[Entries for pointing and labeling]
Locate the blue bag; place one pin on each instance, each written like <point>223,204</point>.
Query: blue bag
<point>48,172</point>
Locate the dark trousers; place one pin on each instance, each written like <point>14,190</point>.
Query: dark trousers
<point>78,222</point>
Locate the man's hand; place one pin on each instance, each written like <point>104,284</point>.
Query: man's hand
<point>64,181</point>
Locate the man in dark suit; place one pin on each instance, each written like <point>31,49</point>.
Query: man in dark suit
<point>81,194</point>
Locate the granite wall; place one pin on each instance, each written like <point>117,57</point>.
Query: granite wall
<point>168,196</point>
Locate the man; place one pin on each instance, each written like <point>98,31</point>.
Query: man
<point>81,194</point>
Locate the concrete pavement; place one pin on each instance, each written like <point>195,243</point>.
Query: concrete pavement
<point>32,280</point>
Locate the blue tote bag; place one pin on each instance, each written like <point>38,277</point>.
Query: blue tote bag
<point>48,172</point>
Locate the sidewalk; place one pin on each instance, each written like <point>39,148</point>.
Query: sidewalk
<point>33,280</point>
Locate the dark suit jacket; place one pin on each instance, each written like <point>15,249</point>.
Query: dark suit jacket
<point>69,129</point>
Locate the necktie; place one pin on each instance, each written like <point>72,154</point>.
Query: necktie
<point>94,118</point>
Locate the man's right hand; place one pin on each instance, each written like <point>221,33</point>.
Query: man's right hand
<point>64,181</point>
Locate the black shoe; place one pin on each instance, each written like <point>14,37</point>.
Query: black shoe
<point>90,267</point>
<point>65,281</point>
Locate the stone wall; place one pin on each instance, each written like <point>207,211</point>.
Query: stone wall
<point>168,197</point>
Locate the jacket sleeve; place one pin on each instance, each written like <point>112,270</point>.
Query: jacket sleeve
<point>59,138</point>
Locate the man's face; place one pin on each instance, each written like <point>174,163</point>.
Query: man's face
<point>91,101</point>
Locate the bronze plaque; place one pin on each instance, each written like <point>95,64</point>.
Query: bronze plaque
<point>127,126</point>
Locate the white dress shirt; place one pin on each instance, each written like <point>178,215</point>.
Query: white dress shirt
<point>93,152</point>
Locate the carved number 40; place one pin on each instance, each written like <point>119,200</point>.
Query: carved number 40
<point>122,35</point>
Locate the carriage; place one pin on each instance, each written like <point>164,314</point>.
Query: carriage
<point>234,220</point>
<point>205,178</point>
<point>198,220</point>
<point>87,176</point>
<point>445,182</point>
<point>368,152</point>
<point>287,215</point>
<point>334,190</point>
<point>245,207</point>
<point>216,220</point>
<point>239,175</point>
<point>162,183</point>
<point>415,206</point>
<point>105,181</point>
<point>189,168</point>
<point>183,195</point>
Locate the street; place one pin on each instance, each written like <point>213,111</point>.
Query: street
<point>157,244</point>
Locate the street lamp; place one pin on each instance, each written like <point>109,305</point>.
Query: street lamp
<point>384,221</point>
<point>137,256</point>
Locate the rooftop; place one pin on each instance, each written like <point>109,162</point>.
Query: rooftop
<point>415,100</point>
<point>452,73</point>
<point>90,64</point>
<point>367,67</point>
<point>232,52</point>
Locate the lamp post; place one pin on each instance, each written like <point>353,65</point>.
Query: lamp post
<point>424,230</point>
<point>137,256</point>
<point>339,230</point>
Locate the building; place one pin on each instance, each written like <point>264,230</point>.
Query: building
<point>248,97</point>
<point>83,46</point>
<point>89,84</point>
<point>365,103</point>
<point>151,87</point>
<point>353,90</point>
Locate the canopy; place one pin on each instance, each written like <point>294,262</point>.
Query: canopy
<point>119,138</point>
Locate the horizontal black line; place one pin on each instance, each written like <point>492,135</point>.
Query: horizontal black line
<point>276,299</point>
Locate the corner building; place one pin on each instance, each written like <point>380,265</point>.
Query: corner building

**Aim of the task:**
Put each line of the data above into a JSON list of strings, one string per line, skipping any blank lines.

**Output of the task:**
[
  "Locate the blue bag; place one pin on each instance, each written like <point>223,204</point>.",
  "Query: blue bag",
  "<point>48,172</point>",
  "Locate the dark trousers; place one pin on each instance, each written like <point>14,190</point>.",
  "Query: dark trousers",
  "<point>78,222</point>",
  "Locate the man's hand; place one pin on each instance, each written like <point>104,284</point>.",
  "Query: man's hand",
  "<point>64,181</point>",
  "Locate the man in dark suit; place one pin on each instance, each written like <point>31,49</point>.",
  "Query: man in dark suit",
  "<point>81,194</point>",
  "Locate the granite wall; place one pin on each instance, each written like <point>117,57</point>.",
  "Query: granite wall",
  "<point>168,196</point>",
  "Locate the man; place one pin on each instance, each written like <point>98,31</point>.",
  "Query: man",
  "<point>81,194</point>",
  "Locate the concrete pavement; place one pin on each instance, each written like <point>195,243</point>.",
  "Query: concrete pavement",
  "<point>32,280</point>",
  "Locate the blue tote bag; place one pin on each instance, each written like <point>38,277</point>.",
  "Query: blue tote bag",
  "<point>48,172</point>",
  "Locate the sidewalk; place one pin on each instance, each written like <point>39,148</point>.",
  "Query: sidewalk",
  "<point>33,280</point>",
  "Locate the dark suit jacket; place one pin on each instance, each written like <point>15,249</point>.",
  "Query: dark suit jacket",
  "<point>69,129</point>",
  "Locate the necktie; place one pin on each instance, each written like <point>72,154</point>.",
  "Query: necktie",
  "<point>94,118</point>",
  "Locate the man's right hand; place one pin on each instance, each written like <point>221,33</point>.",
  "Query: man's right hand",
  "<point>64,181</point>",
  "Locate the black shoe; place one pin on each instance, each written like <point>14,37</point>.",
  "Query: black shoe",
  "<point>90,267</point>",
  "<point>65,281</point>",
  "Locate the stone wall; place one pin on each instance, each written like <point>207,211</point>.",
  "Query: stone wall",
  "<point>168,197</point>",
  "Locate the jacket sleeve; place one pin on each instance, each written like <point>112,270</point>.",
  "Query: jacket sleeve",
  "<point>59,138</point>",
  "Locate the man's face; place one pin on each instance, each written like <point>174,163</point>.",
  "Query: man's face",
  "<point>91,101</point>",
  "Locate the bronze plaque; place one pin on each instance, each written like <point>95,64</point>.",
  "Query: bronze plaque",
  "<point>127,126</point>",
  "Locate the white dress shirt; place one pin on each instance, each written like <point>178,215</point>.",
  "Query: white dress shirt",
  "<point>93,152</point>",
  "Locate the carved number 40; place one pin on each instance, each written like <point>119,200</point>.",
  "Query: carved number 40",
  "<point>122,35</point>",
  "Locate the carriage; place one pin on each instance, each written like <point>164,314</point>.",
  "Query: carriage",
  "<point>234,220</point>",
  "<point>205,178</point>",
  "<point>198,220</point>",
  "<point>87,176</point>",
  "<point>445,182</point>",
  "<point>368,152</point>",
  "<point>287,215</point>",
  "<point>334,190</point>",
  "<point>245,207</point>",
  "<point>216,220</point>",
  "<point>239,175</point>",
  "<point>162,183</point>",
  "<point>415,206</point>",
  "<point>105,181</point>",
  "<point>189,168</point>",
  "<point>183,195</point>",
  "Locate the street; place one pin on each instance, each written like <point>213,111</point>.",
  "Query: street",
  "<point>157,244</point>",
  "Locate the street lamp; place one pin on each instance, each written like <point>109,305</point>.",
  "Query: street lamp",
  "<point>384,221</point>",
  "<point>137,256</point>",
  "Locate the rooftop; place one pin on each instance, each written like <point>109,162</point>.",
  "Query: rooftop",
  "<point>415,100</point>",
  "<point>452,73</point>",
  "<point>90,64</point>",
  "<point>367,67</point>",
  "<point>232,52</point>",
  "Locate the lamp post; place one pin on each instance, each written like <point>353,65</point>.",
  "Query: lamp post",
  "<point>424,230</point>",
  "<point>137,256</point>",
  "<point>339,230</point>",
  "Locate the building; place one pin on each instance, each written like <point>264,230</point>.",
  "Query: building",
  "<point>248,97</point>",
  "<point>83,46</point>",
  "<point>89,84</point>",
  "<point>365,103</point>",
  "<point>151,87</point>",
  "<point>353,90</point>",
  "Locate the canopy; place one pin on each instance, each written like <point>294,262</point>.",
  "Query: canopy",
  "<point>119,138</point>",
  "Locate the horizontal black line; place one pin on each instance, each written like <point>492,135</point>.",
  "Query: horizontal black line",
  "<point>276,299</point>",
  "Locate the corner building; place one pin on each instance, each written like <point>380,265</point>.",
  "Query: corner building"
]